(Given instruction) Retype everything in the records from the line containing "Place a point on each instance of the long" down to the line containing "x=184, y=240", both of those lines included, with no changes.

— begin —

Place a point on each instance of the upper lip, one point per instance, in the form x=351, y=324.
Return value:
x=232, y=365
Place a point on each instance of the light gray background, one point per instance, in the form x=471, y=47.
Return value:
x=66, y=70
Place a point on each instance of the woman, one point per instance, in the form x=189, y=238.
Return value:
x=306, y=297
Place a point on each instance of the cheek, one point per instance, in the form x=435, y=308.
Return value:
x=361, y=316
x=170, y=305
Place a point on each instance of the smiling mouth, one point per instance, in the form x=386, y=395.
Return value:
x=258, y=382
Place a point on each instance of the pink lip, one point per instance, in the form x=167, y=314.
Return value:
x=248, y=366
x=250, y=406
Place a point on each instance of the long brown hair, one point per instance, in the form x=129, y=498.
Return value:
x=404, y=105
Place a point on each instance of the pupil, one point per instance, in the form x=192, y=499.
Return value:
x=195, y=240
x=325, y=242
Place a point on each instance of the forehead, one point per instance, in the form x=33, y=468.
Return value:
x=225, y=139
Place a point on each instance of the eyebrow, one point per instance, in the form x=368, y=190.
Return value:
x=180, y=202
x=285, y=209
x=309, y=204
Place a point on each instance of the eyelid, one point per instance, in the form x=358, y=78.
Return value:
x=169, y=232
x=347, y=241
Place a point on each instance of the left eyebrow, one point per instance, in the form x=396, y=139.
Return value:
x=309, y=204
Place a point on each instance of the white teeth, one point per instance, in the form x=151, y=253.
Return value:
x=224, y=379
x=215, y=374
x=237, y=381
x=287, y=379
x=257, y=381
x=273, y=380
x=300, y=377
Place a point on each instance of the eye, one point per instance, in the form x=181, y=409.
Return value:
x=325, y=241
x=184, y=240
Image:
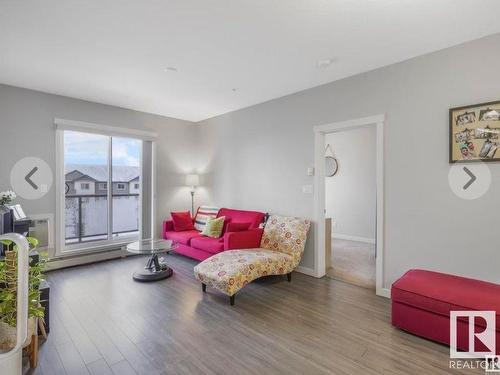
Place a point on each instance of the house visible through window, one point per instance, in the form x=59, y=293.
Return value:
x=106, y=214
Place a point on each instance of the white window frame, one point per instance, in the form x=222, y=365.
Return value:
x=113, y=242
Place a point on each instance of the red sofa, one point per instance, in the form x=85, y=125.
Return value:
x=422, y=301
x=194, y=245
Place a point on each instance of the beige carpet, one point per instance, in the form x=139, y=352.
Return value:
x=353, y=262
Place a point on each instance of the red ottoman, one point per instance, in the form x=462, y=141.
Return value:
x=422, y=301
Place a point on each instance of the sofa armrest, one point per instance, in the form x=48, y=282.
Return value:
x=168, y=226
x=247, y=239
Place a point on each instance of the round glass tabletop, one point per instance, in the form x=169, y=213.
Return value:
x=151, y=246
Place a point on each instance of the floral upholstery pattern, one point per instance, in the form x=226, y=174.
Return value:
x=286, y=235
x=231, y=270
x=281, y=249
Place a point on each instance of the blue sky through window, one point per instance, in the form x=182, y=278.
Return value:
x=92, y=149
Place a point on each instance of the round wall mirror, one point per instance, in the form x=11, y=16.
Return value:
x=331, y=166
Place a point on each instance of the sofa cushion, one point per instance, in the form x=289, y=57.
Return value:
x=214, y=227
x=231, y=270
x=240, y=216
x=441, y=293
x=202, y=215
x=237, y=227
x=182, y=221
x=208, y=244
x=182, y=237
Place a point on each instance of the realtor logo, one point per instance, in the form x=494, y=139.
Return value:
x=492, y=364
x=485, y=336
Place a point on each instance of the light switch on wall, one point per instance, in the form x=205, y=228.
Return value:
x=307, y=189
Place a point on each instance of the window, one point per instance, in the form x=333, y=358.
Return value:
x=92, y=220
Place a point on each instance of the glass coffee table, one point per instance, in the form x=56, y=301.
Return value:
x=154, y=269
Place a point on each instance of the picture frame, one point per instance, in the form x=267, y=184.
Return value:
x=474, y=133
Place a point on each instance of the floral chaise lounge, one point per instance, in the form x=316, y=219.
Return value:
x=280, y=251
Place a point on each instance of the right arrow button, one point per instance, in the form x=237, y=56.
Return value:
x=472, y=178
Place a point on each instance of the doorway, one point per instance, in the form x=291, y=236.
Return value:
x=320, y=134
x=350, y=205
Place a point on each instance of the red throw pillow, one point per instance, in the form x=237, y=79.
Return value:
x=182, y=221
x=237, y=227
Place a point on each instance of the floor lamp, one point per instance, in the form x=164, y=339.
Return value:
x=192, y=180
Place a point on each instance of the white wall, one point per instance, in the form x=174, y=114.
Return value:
x=350, y=197
x=257, y=157
x=27, y=129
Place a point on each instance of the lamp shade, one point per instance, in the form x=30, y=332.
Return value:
x=192, y=180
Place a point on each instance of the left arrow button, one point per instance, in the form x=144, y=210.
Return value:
x=28, y=178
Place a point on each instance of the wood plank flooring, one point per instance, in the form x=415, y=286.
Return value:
x=102, y=322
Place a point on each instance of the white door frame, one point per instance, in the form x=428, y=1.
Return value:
x=319, y=192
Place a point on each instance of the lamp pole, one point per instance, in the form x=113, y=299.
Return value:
x=192, y=201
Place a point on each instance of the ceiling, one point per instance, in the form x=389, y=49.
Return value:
x=228, y=54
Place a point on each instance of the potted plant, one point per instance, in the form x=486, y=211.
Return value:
x=8, y=296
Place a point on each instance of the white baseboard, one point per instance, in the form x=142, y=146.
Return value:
x=57, y=263
x=384, y=292
x=353, y=238
x=306, y=271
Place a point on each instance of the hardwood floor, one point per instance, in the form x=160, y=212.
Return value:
x=353, y=262
x=102, y=322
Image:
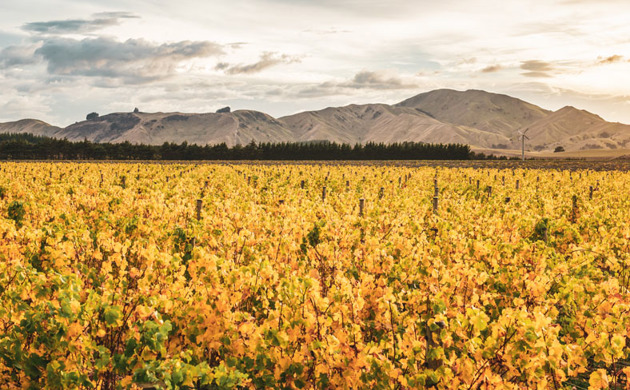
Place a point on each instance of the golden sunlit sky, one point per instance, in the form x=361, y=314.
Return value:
x=61, y=59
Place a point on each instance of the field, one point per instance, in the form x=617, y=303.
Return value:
x=217, y=276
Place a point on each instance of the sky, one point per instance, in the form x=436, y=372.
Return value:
x=62, y=59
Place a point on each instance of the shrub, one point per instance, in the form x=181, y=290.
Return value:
x=16, y=212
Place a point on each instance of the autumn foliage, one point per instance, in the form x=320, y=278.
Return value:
x=110, y=283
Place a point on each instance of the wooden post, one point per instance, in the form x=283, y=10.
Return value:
x=199, y=205
x=432, y=364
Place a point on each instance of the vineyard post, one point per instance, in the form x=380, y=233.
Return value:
x=432, y=364
x=199, y=205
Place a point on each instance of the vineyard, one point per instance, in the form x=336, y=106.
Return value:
x=217, y=276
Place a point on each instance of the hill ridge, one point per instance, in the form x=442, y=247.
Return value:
x=474, y=117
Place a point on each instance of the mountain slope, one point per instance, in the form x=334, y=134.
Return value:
x=32, y=126
x=575, y=129
x=477, y=118
x=232, y=128
x=381, y=123
x=482, y=110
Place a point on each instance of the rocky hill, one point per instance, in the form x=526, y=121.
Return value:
x=478, y=118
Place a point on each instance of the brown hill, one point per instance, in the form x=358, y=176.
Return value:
x=381, y=123
x=575, y=129
x=238, y=127
x=478, y=118
x=32, y=126
x=491, y=112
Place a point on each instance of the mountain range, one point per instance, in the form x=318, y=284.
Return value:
x=477, y=118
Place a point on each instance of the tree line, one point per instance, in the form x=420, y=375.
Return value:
x=31, y=147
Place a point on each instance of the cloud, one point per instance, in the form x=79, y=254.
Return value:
x=15, y=56
x=267, y=60
x=136, y=60
x=491, y=69
x=609, y=60
x=536, y=68
x=76, y=26
x=377, y=80
x=364, y=80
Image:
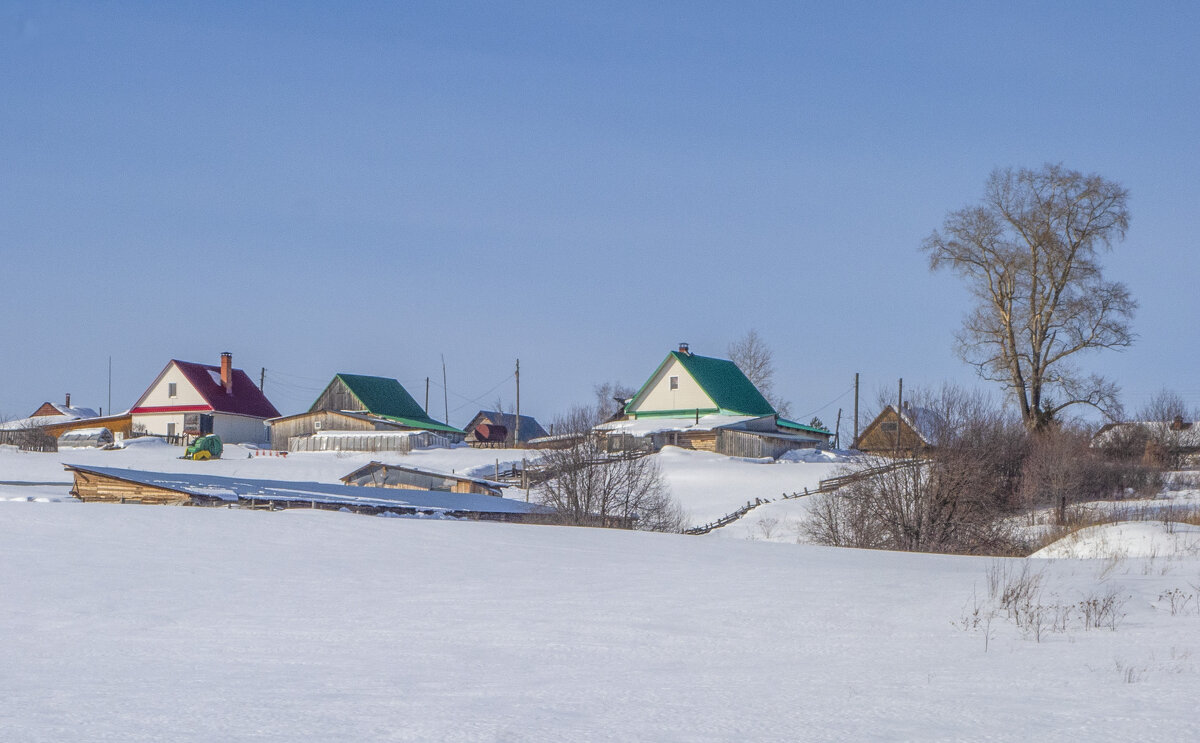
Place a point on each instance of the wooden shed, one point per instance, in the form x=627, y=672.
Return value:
x=497, y=429
x=85, y=438
x=377, y=474
x=114, y=485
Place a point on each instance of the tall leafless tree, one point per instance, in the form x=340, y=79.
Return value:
x=757, y=363
x=1030, y=255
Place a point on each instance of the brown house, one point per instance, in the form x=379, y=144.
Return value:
x=905, y=435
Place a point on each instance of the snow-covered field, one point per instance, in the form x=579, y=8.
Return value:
x=156, y=623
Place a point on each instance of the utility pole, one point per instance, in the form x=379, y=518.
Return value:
x=445, y=393
x=856, y=411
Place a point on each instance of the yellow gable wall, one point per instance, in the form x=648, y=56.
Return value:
x=660, y=396
x=185, y=394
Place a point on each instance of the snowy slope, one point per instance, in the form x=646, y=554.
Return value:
x=151, y=623
x=1127, y=539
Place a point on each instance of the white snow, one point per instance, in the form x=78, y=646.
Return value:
x=646, y=426
x=151, y=623
x=1127, y=539
x=707, y=485
x=711, y=485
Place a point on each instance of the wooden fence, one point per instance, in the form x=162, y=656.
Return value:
x=367, y=442
x=823, y=486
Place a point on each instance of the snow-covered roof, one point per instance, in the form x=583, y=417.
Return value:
x=85, y=432
x=432, y=473
x=36, y=421
x=239, y=489
x=646, y=426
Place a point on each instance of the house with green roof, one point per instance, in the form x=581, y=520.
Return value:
x=703, y=402
x=361, y=413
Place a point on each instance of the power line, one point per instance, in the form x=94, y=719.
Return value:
x=849, y=390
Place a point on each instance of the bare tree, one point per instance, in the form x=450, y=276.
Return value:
x=607, y=396
x=1030, y=255
x=757, y=363
x=1163, y=418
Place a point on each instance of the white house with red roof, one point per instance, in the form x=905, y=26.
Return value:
x=196, y=399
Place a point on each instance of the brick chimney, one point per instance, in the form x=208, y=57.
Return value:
x=227, y=372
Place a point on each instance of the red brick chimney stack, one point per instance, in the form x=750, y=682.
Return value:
x=227, y=372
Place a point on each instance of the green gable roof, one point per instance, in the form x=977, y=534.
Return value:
x=721, y=381
x=388, y=399
x=783, y=423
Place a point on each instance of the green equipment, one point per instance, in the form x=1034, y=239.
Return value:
x=204, y=448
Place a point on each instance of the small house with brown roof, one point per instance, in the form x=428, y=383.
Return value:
x=910, y=433
x=189, y=399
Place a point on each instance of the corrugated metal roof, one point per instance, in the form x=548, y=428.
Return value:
x=234, y=489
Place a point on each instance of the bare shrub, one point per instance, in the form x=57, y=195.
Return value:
x=1176, y=599
x=1103, y=611
x=34, y=438
x=953, y=501
x=767, y=526
x=1062, y=468
x=589, y=486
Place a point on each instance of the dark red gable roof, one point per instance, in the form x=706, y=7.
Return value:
x=245, y=400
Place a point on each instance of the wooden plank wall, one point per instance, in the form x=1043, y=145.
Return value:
x=94, y=487
x=283, y=431
x=749, y=444
x=375, y=442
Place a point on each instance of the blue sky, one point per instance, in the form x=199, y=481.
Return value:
x=322, y=189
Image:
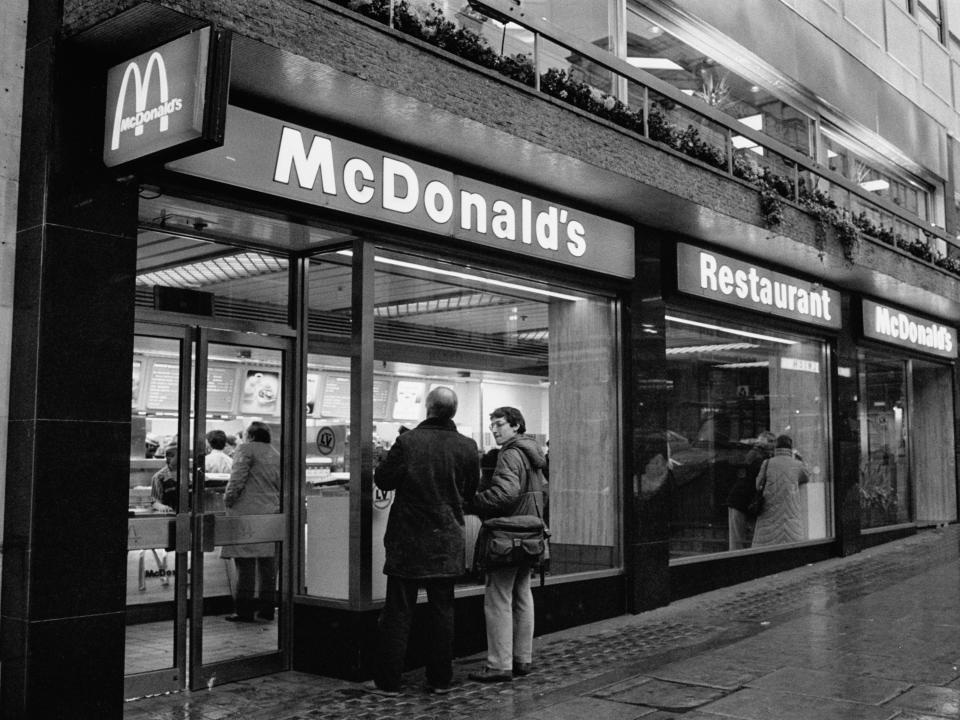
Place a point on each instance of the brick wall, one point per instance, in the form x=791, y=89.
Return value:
x=13, y=37
x=327, y=33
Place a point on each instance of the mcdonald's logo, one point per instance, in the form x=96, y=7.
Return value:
x=156, y=102
x=141, y=85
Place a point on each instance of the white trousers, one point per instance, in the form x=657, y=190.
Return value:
x=508, y=609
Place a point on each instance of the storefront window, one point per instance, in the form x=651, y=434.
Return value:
x=886, y=492
x=730, y=386
x=905, y=422
x=496, y=340
x=876, y=177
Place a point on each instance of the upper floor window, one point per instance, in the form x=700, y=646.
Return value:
x=696, y=73
x=845, y=156
x=930, y=17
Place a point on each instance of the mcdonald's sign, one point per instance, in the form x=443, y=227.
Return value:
x=167, y=102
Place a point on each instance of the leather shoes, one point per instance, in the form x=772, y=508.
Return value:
x=521, y=669
x=240, y=618
x=372, y=687
x=489, y=674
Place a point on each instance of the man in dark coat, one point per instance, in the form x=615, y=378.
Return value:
x=428, y=468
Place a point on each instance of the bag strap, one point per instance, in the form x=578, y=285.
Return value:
x=536, y=506
x=526, y=489
x=763, y=470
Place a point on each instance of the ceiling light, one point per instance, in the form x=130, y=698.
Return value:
x=725, y=347
x=742, y=143
x=875, y=185
x=467, y=276
x=742, y=366
x=653, y=63
x=731, y=331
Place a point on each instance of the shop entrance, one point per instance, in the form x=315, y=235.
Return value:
x=195, y=392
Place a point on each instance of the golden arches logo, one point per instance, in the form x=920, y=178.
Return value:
x=141, y=89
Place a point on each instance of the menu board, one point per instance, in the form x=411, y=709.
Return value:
x=313, y=380
x=409, y=403
x=261, y=393
x=163, y=388
x=221, y=388
x=135, y=390
x=336, y=396
x=381, y=397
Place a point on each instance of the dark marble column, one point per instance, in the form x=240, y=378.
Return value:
x=62, y=628
x=648, y=498
x=847, y=434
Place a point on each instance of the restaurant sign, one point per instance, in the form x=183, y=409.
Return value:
x=267, y=155
x=717, y=277
x=168, y=101
x=907, y=330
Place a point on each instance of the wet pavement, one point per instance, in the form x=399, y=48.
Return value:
x=870, y=637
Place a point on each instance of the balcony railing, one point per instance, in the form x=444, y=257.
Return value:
x=662, y=114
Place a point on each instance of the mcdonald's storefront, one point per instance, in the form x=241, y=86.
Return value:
x=227, y=232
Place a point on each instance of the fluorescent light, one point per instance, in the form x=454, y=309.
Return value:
x=653, y=63
x=731, y=331
x=875, y=185
x=741, y=366
x=692, y=349
x=467, y=276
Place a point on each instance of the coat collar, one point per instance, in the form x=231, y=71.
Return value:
x=438, y=424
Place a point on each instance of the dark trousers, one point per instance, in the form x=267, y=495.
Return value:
x=247, y=596
x=396, y=620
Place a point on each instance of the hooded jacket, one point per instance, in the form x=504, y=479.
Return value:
x=500, y=495
x=428, y=468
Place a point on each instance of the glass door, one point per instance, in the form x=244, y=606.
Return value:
x=240, y=523
x=158, y=535
x=208, y=508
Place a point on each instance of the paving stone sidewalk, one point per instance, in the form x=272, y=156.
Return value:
x=847, y=638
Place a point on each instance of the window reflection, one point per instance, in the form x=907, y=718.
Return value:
x=694, y=72
x=732, y=391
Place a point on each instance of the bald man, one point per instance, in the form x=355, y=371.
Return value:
x=428, y=468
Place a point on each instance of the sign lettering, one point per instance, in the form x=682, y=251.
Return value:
x=267, y=155
x=714, y=276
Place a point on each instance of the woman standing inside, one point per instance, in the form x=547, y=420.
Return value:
x=780, y=522
x=254, y=489
x=515, y=488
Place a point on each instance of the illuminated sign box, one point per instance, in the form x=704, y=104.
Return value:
x=754, y=287
x=167, y=102
x=904, y=329
x=267, y=155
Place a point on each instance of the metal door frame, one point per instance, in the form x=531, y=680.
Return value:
x=206, y=528
x=188, y=533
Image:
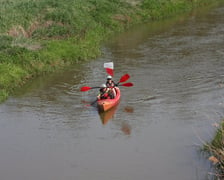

— end —

(Answer to the exercise)
Place a point on each instance of the long brown hair, one point per instance, in the form x=129, y=498.
Return value:
x=404, y=105
Place a point on each instance of the pupil, one point per instance, in the form x=192, y=499.
Return value:
x=195, y=240
x=325, y=242
Place a point on each instance of the forehead, one point per instance, in the form x=33, y=468.
Return value:
x=225, y=139
Place a point on each instance of the eyebrow, one point per instance, in the form x=368, y=190.
Return value:
x=180, y=202
x=285, y=209
x=309, y=204
Place a point on each instance of the eyelid, one point per instance, in the form x=358, y=78.
Return value:
x=169, y=232
x=347, y=241
Place a point on each instance of the left eyebrow, one point per instance, in the form x=396, y=139.
Return value:
x=309, y=204
Place a point on each instance of the white teeth, one point per instance, in the form x=151, y=253.
Return value:
x=224, y=379
x=215, y=374
x=237, y=381
x=287, y=379
x=257, y=381
x=273, y=380
x=300, y=377
Place a point on each instance of the eye, one point per instance, in the form x=181, y=409.
Return value:
x=325, y=241
x=184, y=240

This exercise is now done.